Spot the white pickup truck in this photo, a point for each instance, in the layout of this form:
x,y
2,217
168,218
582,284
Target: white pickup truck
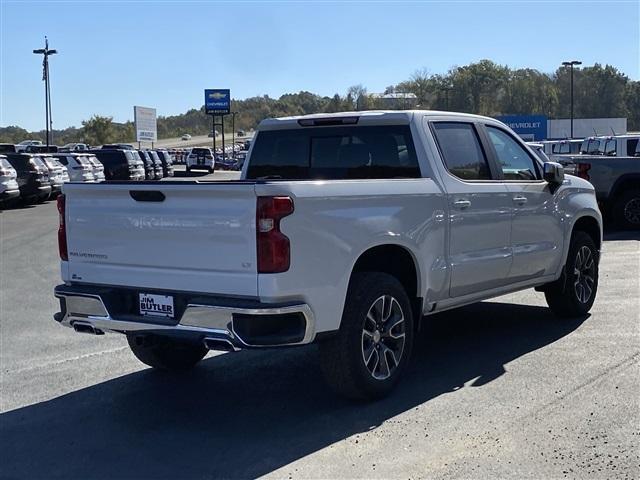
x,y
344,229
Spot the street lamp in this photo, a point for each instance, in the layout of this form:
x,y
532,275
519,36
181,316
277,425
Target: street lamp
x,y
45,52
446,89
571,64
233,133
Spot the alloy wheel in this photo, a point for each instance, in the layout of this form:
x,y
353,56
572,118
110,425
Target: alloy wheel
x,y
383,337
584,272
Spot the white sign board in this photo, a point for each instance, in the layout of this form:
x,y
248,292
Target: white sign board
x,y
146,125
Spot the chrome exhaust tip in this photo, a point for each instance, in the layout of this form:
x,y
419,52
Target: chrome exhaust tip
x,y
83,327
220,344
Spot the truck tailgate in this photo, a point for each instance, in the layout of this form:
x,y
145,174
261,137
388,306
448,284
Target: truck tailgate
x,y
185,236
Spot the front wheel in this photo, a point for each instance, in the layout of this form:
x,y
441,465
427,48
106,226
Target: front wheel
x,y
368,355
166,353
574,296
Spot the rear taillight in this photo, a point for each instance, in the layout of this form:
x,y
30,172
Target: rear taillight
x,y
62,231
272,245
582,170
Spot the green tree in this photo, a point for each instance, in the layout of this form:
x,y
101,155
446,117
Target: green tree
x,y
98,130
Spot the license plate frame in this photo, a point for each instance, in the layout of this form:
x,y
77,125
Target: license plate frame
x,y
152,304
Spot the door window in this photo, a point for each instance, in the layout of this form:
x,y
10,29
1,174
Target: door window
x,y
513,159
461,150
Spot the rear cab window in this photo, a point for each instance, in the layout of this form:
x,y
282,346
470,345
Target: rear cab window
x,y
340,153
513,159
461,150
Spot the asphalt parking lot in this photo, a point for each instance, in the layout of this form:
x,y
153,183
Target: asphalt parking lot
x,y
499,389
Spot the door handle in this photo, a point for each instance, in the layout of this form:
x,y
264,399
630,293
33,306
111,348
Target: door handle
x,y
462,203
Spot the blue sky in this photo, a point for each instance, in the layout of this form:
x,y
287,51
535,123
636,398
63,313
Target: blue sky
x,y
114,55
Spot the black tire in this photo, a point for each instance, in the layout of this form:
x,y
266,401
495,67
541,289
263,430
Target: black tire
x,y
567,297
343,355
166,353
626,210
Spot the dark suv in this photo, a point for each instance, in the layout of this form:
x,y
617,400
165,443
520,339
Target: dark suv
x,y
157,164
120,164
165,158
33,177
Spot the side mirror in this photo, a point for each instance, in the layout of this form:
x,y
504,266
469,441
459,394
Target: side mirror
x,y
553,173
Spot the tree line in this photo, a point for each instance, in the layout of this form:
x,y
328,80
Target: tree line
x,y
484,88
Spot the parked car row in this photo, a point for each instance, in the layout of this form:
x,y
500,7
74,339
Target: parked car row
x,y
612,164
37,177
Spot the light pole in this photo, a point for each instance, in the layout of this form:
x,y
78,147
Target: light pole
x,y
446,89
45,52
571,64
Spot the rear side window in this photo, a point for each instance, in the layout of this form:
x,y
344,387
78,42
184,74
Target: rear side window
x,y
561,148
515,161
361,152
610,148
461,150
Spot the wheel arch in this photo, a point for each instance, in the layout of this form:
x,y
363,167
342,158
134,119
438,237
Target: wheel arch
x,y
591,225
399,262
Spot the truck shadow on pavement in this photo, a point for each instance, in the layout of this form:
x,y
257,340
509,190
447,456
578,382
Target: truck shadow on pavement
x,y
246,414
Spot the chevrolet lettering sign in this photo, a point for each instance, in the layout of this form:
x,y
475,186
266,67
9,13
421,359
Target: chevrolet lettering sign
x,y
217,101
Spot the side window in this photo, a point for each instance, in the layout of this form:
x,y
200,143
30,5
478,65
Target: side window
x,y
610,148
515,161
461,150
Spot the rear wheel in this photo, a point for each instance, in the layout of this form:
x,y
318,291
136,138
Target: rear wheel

-------------------------

TASK INSTRUCTIONS:
Leave out the pictures and print every line of the data exactly.

OUTPUT:
Spot the white pickup truck in this photo, a point for each instance, in the layout of this form:
x,y
2,217
168,218
582,284
Target: white pickup truck
x,y
344,229
Spot the street lamp in this photo, a point for each instance, in the layout of this form:
x,y
532,275
519,36
181,316
277,425
Target: street lamp
x,y
45,52
446,89
571,64
233,133
Spot the alloy wheel in this photo, a point for each instance, in the layout of this form:
x,y
353,56
572,118
110,425
Target: alloy wheel
x,y
383,337
584,272
Spot the white sign board in this photo, a point for each instance, in the layout of this form:
x,y
248,292
Target: white sign board
x,y
146,125
Spot the chrome exhaust tip in this photo, a point for each instance, in the layout of this form:
x,y
419,52
Target: chrome exhaust tip
x,y
83,327
220,344
Spot the truck tailgate in this photo, a point for each instance, in the layout of this form:
x,y
145,174
261,137
388,306
448,284
Target: truck tailgate
x,y
185,236
Spot the front wheel in this photo, a point for each instance, in the layout of this form:
x,y
441,465
427,48
106,226
Target: front wheel
x,y
368,355
166,353
574,296
Spot the rear taillight in this photo, a point for each instance, in the layout of this form:
x,y
30,172
Target: rear taillight
x,y
62,231
272,245
582,170
Spot the green tree in this photo, a point for each instance, in the layout of this form:
x,y
101,155
446,117
Target: green tree
x,y
98,130
Spot the license plate frame in this photo, a point for each instance, in the layout of this form:
x,y
77,125
Target: license plate frame
x,y
152,304
Spot the door window in this photo, a point for each instance, in the layout of this form:
x,y
10,29
1,174
Target: door window
x,y
513,159
461,150
Spot the rear cab window in this photo, a point for each instance, in the layout of this form:
x,y
282,346
470,345
Target: rear cab window
x,y
340,153
513,159
461,150
Spot the asphalt parking lot in this photo, a point for each instance, in the layout of this form:
x,y
153,183
Target: asphalt parking lot
x,y
499,389
Spot the door handle in this photo, a point for each instance, in the layout of this form:
x,y
264,399
630,293
33,306
111,348
Target: door handle
x,y
462,203
Spot the blue sky in this photo, a point for each instance, in the layout of this form:
x,y
287,51
535,123
636,398
63,313
Target: blue sky
x,y
114,55
Spot the black tire in this photo, a point for each instance, in the layout of this form:
x,y
266,401
495,67
541,289
263,430
Target: black tire
x,y
567,297
343,355
166,353
626,210
Spot the dark suv in this photo, a point for each instance, in the layout of this form:
x,y
617,400
165,443
520,339
Target: dark suv
x,y
157,164
120,164
165,158
33,177
Spot the side mirror in this photo, a point for each instance, in the layout of this form:
x,y
504,266
469,441
459,394
Target: side mirror
x,y
553,173
Spot the tree line in this photo, a point for each instance, in the layout of this form:
x,y
328,80
Target: tree line
x,y
484,88
Spot the parked car row in this photo, a point for each instance, in the layout of this form:
x,y
500,7
74,339
Target: parked car row
x,y
612,164
37,177
Spot the light pole in this photo, a point for each instance, in the layout of this form:
x,y
78,147
Target: light pole
x,y
446,89
45,52
571,64
Spot the rear side window in this photo, a point for each instance, in the layout of this form:
x,y
344,387
78,42
184,74
Target: rear side window
x,y
561,148
515,161
361,152
610,148
461,150
Spot the wheel arch in this photo, a point for each instance, in the layout of this form:
x,y
363,167
342,158
134,119
438,237
Target: wheel arch
x,y
591,225
399,262
Spot the truck shadow on pavement in this photo, a point for each instance, in the layout of this form:
x,y
257,340
509,190
447,456
578,382
Target: truck shadow on pavement
x,y
246,414
Spot the chevrolet lettering sign in this photo, a point for each instance, in the layout of this form:
x,y
475,186
266,67
9,13
421,359
Target: chevrolet lettering sign
x,y
217,101
Spot the side window in this photo, a point for each instance, in the layout of this form:
x,y
200,143
30,5
478,65
Target: side window
x,y
610,148
515,161
461,150
Spot the rear wheel in this photo, a point for each instance, in the layout of this form:
x,y
318,291
136,138
Target: rear wheel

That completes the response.